▶ **Problem description**
A word-for-word transcript of every entry is required.

┄┄┄┄┄┄┄┄┄┄┄┄┄┄┄┄┄┄┄┄

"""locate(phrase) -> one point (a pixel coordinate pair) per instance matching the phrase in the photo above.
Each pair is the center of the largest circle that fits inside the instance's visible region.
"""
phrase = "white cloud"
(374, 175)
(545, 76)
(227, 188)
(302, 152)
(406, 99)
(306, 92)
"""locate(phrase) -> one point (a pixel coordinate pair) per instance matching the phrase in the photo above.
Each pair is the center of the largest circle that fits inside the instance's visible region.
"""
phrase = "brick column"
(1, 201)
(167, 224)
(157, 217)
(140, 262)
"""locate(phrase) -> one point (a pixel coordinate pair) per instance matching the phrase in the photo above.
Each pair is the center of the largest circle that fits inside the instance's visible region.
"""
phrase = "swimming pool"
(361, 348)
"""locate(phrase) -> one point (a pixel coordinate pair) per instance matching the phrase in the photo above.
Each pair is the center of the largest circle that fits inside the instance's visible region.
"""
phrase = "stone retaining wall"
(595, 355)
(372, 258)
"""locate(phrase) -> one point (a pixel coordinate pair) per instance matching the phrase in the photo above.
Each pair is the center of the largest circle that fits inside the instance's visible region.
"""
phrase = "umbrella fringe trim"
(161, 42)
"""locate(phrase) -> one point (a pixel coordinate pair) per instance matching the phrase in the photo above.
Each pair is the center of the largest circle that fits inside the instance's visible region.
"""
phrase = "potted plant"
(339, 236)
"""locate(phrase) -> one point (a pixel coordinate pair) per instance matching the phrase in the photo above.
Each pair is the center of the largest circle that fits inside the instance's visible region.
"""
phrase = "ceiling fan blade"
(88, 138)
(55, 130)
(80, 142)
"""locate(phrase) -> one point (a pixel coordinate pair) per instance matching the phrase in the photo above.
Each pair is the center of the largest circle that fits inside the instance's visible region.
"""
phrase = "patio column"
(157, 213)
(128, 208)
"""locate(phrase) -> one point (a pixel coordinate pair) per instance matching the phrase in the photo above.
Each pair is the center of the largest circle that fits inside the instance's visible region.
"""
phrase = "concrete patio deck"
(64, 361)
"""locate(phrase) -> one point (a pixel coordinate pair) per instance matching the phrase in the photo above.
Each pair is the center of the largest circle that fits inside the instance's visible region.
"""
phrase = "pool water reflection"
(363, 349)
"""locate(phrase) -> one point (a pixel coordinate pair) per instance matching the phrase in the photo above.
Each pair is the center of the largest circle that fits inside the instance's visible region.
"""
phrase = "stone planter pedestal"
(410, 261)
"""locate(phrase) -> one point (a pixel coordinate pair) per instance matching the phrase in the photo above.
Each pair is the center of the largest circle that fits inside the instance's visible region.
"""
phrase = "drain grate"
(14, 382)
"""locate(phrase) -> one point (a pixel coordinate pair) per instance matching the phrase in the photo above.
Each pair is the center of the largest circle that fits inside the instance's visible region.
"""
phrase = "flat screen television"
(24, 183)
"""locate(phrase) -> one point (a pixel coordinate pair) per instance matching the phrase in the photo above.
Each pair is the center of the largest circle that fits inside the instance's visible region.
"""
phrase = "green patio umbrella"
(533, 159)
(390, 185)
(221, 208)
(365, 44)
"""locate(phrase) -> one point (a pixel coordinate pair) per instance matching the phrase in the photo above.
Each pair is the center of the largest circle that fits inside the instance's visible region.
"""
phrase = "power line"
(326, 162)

┄┄┄┄┄┄┄┄┄┄┄┄┄┄┄┄┄┄┄┄

▶ **Answer section**
"""locate(phrase) -> one point (a pixel coordinate pair) per instance matching the phrase in the photo above.
Each pair is the center of the largest circle that fits inside the instance's visible region.
"""
phrase = "white cloud"
(374, 175)
(545, 76)
(227, 188)
(302, 152)
(406, 99)
(306, 92)
"""locate(phrase) -> one point (a pixel coordinate pair) per instance matching the phrase in the photo above.
Each pair is the center of the largest circle that fits inside the instance's visible region.
"""
phrase = "brick column"
(1, 201)
(167, 224)
(157, 217)
(140, 262)
"""locate(phrase) -> one point (a pixel coordinate pair) per instance matching the phrase in the photo above.
Each pair is the center of the largest circle that fits inside the instance's visible region.
"""
phrase = "swimming pool"
(361, 348)
"""locate(phrase) -> one point (a pixel coordinate pair) per instance matching the phrase in the photo above.
Each pair is the center of the largest circle that fits inside the instance's visible region.
"""
phrase = "stone retaining wall"
(595, 355)
(372, 258)
"""locate(phrase) -> one point (a pixel coordinate pair) per instance matching the phrase in the photo above.
Each pair is the center of the largest circle that fits inside the instance's visible region.
"""
phrase = "umbrella fringe trim"
(161, 42)
"""locate(phrase) -> one point (a pixel coordinate pair) per instance matching the phrase in the photo above.
Each pair is the center of the largest circle that fits inside the instance's visible region.
"""
phrase = "potted plant"
(339, 236)
"""locate(phrase) -> one point (a pixel coordinate pair) per instance matching the phrase in the photo above.
Each pair is the center of the largest circle that fits inside the instance's visible region.
"""
phrase = "ceiling fan blade"
(88, 138)
(55, 130)
(80, 142)
"""locate(phrase) -> one point (a pixel coordinate pair) per instance matching the phrase in the photo above.
Each pair is the center of the largest circle that fits inside the instance's visible region.
"""
phrase = "patio column"
(157, 213)
(128, 208)
"""locate(phrase) -> one point (a pixel coordinate pair) per instance matching the phrase in the photo above.
Each pair is the center of the largest circle that fits inside the instance's visible region.
"""
phrase = "concrete patio deck"
(64, 361)
"""locate(phrase) -> one point (a pixel coordinate pair) per instance matching the phrase in the photo above.
Each pair is the center of the largest circle that fits inside the instance's visible region.
"""
phrase = "pool water reflection"
(363, 349)
"""locate(phrase) -> one point (a pixel coordinate pair) per instance matching the phrase in the photo above.
Each pair is the center of the largest circle that fits inside the instance's visible region.
"""
phrase = "stone planter pedestal"
(410, 261)
"""locate(phrase) -> one point (a pixel coordinate pair) per instance matching the phrase in the photo above.
Each pair is the center of the largest circle that fits inside the instance's visible region.
"""
phrase = "drain grate"
(14, 382)
"""locate(phrase) -> one point (a pixel coordinate pair) per instance matching the phrase in the photo above.
Each pair is the center of the largest circle that fits inside the instance's visible region.
"""
phrase = "flat screen television"
(24, 183)
"""locate(phrase) -> one point (a pixel coordinate pair) per instance matching the phrase in the photo above.
Each pair is the center of the largest circle that fits inside the instance's visible region.
"""
phrase = "green patio umbrella"
(533, 159)
(390, 185)
(221, 208)
(365, 44)
"""locate(phrase) -> one point (a pixel coordinate pair) per instance matching the phrase in the photo above.
Each pair is the center of the largest circle that fits inside the instance's visible region.
"""
phrase = "power line"
(326, 162)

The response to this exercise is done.